데이터 기록 —
——————————
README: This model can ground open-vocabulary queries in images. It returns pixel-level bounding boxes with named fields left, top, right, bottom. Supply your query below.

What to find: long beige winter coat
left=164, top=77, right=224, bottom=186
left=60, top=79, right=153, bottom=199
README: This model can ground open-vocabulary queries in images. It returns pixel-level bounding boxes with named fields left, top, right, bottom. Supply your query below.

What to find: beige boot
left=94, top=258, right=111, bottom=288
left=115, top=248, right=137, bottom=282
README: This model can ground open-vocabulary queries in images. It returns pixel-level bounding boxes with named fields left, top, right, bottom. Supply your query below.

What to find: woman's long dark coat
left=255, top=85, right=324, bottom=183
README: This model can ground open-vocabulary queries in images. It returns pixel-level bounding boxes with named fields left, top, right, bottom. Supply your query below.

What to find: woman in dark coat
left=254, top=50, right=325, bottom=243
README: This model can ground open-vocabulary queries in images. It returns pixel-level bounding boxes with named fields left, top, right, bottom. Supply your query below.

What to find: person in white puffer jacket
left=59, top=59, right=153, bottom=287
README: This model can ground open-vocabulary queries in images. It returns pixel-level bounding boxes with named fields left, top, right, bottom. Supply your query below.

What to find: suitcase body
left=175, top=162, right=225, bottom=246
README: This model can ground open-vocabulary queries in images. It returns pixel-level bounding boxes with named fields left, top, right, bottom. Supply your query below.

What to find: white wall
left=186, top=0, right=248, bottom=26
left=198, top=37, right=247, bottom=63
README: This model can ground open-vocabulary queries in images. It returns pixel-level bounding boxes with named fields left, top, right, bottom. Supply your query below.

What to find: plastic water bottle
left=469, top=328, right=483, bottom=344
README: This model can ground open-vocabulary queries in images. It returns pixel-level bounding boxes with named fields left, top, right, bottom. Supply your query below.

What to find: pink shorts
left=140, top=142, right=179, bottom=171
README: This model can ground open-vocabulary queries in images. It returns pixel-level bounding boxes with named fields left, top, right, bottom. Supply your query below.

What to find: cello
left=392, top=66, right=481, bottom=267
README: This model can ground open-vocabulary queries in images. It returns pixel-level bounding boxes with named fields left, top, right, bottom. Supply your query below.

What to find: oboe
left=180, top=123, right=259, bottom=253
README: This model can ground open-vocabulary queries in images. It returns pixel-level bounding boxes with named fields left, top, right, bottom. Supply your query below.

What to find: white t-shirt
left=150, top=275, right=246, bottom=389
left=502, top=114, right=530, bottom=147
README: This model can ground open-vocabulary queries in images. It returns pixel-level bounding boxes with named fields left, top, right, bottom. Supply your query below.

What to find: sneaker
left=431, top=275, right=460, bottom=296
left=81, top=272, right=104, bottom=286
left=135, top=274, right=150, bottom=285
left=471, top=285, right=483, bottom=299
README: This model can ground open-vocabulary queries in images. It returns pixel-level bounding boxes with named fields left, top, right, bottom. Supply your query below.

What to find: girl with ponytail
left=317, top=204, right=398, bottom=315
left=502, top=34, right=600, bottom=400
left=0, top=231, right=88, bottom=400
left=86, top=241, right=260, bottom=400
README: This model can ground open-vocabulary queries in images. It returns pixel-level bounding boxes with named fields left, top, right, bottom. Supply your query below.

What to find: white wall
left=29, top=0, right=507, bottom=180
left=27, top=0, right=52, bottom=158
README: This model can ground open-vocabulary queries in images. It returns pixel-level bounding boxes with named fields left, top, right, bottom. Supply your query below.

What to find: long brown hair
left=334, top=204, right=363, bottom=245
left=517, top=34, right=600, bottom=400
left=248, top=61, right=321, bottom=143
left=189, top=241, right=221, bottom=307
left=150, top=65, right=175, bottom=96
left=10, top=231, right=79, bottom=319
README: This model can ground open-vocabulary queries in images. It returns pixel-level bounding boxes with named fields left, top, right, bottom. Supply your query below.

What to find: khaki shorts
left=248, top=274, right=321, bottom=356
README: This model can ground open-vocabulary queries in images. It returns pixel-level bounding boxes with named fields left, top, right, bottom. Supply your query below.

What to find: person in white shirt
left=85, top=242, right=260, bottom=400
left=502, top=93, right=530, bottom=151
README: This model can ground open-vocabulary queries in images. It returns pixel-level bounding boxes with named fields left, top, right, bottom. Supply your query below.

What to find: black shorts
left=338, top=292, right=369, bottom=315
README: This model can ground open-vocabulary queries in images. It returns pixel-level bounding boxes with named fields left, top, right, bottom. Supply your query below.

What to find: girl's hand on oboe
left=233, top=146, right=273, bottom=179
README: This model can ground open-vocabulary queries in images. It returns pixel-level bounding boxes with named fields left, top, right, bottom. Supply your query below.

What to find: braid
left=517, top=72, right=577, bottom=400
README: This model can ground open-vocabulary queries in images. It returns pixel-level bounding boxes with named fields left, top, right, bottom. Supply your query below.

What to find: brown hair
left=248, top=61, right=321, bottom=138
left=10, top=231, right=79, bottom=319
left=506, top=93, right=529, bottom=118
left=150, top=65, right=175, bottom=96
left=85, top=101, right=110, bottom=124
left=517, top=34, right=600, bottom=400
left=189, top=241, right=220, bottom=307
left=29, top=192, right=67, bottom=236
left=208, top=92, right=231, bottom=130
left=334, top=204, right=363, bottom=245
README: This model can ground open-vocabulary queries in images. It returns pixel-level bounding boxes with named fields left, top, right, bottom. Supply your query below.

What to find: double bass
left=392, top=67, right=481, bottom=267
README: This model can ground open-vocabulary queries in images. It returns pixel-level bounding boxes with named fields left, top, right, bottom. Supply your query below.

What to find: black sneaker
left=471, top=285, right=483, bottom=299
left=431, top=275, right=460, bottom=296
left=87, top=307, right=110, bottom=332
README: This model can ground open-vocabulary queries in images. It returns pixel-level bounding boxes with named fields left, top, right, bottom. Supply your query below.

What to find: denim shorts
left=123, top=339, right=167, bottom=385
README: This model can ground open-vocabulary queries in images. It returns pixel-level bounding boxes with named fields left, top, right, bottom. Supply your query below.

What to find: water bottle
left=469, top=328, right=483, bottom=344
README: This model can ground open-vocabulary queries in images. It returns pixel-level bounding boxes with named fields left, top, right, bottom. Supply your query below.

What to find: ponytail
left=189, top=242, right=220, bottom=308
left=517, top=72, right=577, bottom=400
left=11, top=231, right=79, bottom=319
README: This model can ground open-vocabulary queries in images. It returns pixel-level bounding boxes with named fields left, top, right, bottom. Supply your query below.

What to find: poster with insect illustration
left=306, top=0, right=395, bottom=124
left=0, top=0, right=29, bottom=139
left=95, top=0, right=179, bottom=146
——————————
지시 — 위의 줄을 한 줄당 문자열 하나씩 JSON 목록에 넣으세요. 빈 줄은 빼세요.

정답 —
[
  "README: This model can ground open-vocabulary queries in images. It returns pixel-level bounding boxes with named fields left, top, right, bottom. Supply your query below.",
  "What to find: long beige winter coat",
  "left=164, top=77, right=224, bottom=186",
  "left=60, top=79, right=153, bottom=199",
  "README: This model can ground open-vocabulary queries in images. It returns pixel-level bounding boxes with named fields left, top, right, bottom. Supply your query below.",
  "What to find: beige boot",
  "left=94, top=258, right=111, bottom=288",
  "left=115, top=248, right=137, bottom=282",
  "README: This model can ground open-vocabulary queries in images. It returns pixel-level bounding boxes with named fields left, top, right, bottom. Supply your query below.",
  "What to find: woman's long dark coat",
  "left=255, top=85, right=324, bottom=183",
  "README: This model can ground open-vocabulary queries in images. It returns pixel-level bounding boxes with named fields left, top, right, bottom. Supply your query below.",
  "What to find: woman in dark coat",
  "left=254, top=50, right=325, bottom=243",
  "README: This model can ground open-vocabulary queries in images. It returns pixel-level bounding boxes with named fields left, top, right, bottom. Supply your query below.",
  "What to find: person in white puffer jacket",
  "left=59, top=59, right=153, bottom=287",
  "README: This model can ground open-vocabulary queries in images. It returns pixel-level bounding boxes with named fields left, top, right, bottom. Supply your query below.",
  "What to find: suitcase body",
  "left=175, top=162, right=225, bottom=246",
  "README: This model can ground open-vocabulary queries in images. It returns pixel-level bounding boxes with named fields left, top, right, bottom. Supply your query below.",
  "What to find: white wall",
  "left=186, top=0, right=248, bottom=26",
  "left=198, top=37, right=247, bottom=63",
  "README: This model can ground open-vocabulary queries in images. It returns pixel-level bounding boxes with named fields left, top, right, bottom. Supply your query below.",
  "What to find: plastic water bottle",
  "left=469, top=328, right=483, bottom=344",
  "README: This model can ground open-vocabulary queries in images. It returns pixel-level bounding boxes with named fields left, top, right, bottom. Supply your query below.",
  "What to find: pink shorts",
  "left=140, top=142, right=179, bottom=171",
  "README: This model can ground open-vocabulary queries in images. It returns pixel-level bounding boxes with named fields left, top, right, bottom. Supply your query below.",
  "What to find: cello",
  "left=392, top=66, right=481, bottom=267",
  "README: This model can ground open-vocabulary queries in images. It returns pixel-level bounding boxes with named fields left, top, right, bottom. Supply your query below.",
  "What to find: oboe",
  "left=180, top=123, right=259, bottom=253",
  "README: This model can ground open-vocabulary queries in images. It returns pixel-level bounding boxes with named fields left, top, right, bottom. Supply your query below.",
  "What to find: white t-shirt",
  "left=150, top=275, right=246, bottom=389",
  "left=502, top=114, right=530, bottom=147",
  "README: This model can ground open-vocabulary queries in images. It returns pixel-level bounding boxes with named fields left, top, right, bottom. Supply your query below.",
  "What to find: sneaker",
  "left=431, top=275, right=460, bottom=296",
  "left=81, top=272, right=104, bottom=286",
  "left=135, top=274, right=150, bottom=285",
  "left=471, top=285, right=483, bottom=299",
  "README: This model can ground open-vocabulary queries in images. It returns pixel-level bounding boxes with named fields left, top, right, bottom. Supply your query below.",
  "What to find: girl with ponytail",
  "left=317, top=204, right=398, bottom=315",
  "left=502, top=34, right=600, bottom=400",
  "left=0, top=231, right=88, bottom=400",
  "left=86, top=241, right=260, bottom=400",
  "README: This model can ground open-vocabulary queries in images. It returns pixel-level bounding boxes with named fields left, top, right, bottom. Supply your query below.",
  "What to find: white wall",
  "left=29, top=0, right=507, bottom=180",
  "left=27, top=0, right=52, bottom=158",
  "README: This model can ground open-vocabulary queries in images. It returns pixel-level bounding boxes with named fields left, top, right, bottom. Supply your query below.",
  "What to find: long brown hair",
  "left=334, top=204, right=363, bottom=245",
  "left=517, top=34, right=600, bottom=400",
  "left=248, top=61, right=321, bottom=143",
  "left=189, top=241, right=221, bottom=307",
  "left=150, top=65, right=175, bottom=96",
  "left=10, top=231, right=79, bottom=319",
  "README: This model can ground open-vocabulary queries in images. It returns pixel-level bounding boxes with named fields left, top, right, bottom. Supply your query below.",
  "What to find: khaki shorts",
  "left=248, top=274, right=321, bottom=356",
  "README: This model can ground open-vocabulary queries in images. It returns pixel-level bounding boxes with named fields left, top, right, bottom. Supply your query below.",
  "What to find: person in white shirt",
  "left=85, top=242, right=260, bottom=400",
  "left=502, top=93, right=530, bottom=151",
  "README: This model can ground open-vocabulary queries in images. It returns pixel-level bounding boxes with named fields left, top, right, bottom. Supply your query below.",
  "What to find: black shorts",
  "left=338, top=292, right=369, bottom=315",
  "README: This model can ground open-vocabulary queries in images. It returns pixel-level bounding boxes with named fields left, top, right, bottom. Supply your query below.",
  "What to find: girl's hand on oboe",
  "left=233, top=146, right=273, bottom=179",
  "README: This model can ground open-vocabulary queries in images. It returns pixel-level bounding boxes with named fields left, top, right, bottom. Supply your query below.",
  "What to find: braid",
  "left=517, top=72, right=577, bottom=400",
  "README: This model can ground open-vocabulary queries in images. It returns pixel-level bounding boxes with named fields left, top, right, bottom. Supply your query below.",
  "What to find: brown hair",
  "left=248, top=61, right=321, bottom=138",
  "left=10, top=231, right=79, bottom=319",
  "left=506, top=93, right=529, bottom=118",
  "left=150, top=65, right=175, bottom=96",
  "left=85, top=101, right=110, bottom=124",
  "left=517, top=34, right=600, bottom=400",
  "left=189, top=241, right=220, bottom=307",
  "left=29, top=192, right=67, bottom=236",
  "left=208, top=92, right=231, bottom=130",
  "left=334, top=204, right=363, bottom=245",
  "README: This model can ground open-vocabulary queries in images. It returns pixel-level bounding boxes with named fields left, top, right, bottom. Supply your query below.",
  "What to find: double bass",
  "left=392, top=67, right=481, bottom=267",
  "README: This model can ground open-vocabulary queries in images. It returns pixel-level bounding boxes with named fields left, top, right, bottom. Supply your query below.",
  "What to find: black sneaker",
  "left=471, top=285, right=483, bottom=299",
  "left=431, top=275, right=460, bottom=296",
  "left=87, top=307, right=110, bottom=332",
  "README: This model can ground open-vocabulary queries in images. It returns pixel-level bounding boxes with named fields left, top, right, bottom. Supply your query below.",
  "What to find: denim shorts",
  "left=123, top=339, right=167, bottom=385",
  "README: This model can ground open-vocabulary queries in images. It returns pixel-level bounding boxes with named fields left, top, right, bottom. Supply your query below.",
  "What to find: water bottle",
  "left=469, top=328, right=483, bottom=344",
  "README: This model can ground open-vocabulary queries in images. It returns pixel-level bounding boxes with named fields left, top, right, bottom. Supply your query below.",
  "What to find: ponytail",
  "left=189, top=242, right=220, bottom=308",
  "left=517, top=72, right=577, bottom=400",
  "left=11, top=231, right=79, bottom=319",
  "README: This model can ground open-vocabulary queries in images. It returns pixel-level bounding boxes with named fields left, top, right, bottom. Supply your query below.",
  "What to find: poster with insect illustration",
  "left=306, top=0, right=395, bottom=124",
  "left=0, top=0, right=29, bottom=139",
  "left=95, top=0, right=179, bottom=146"
]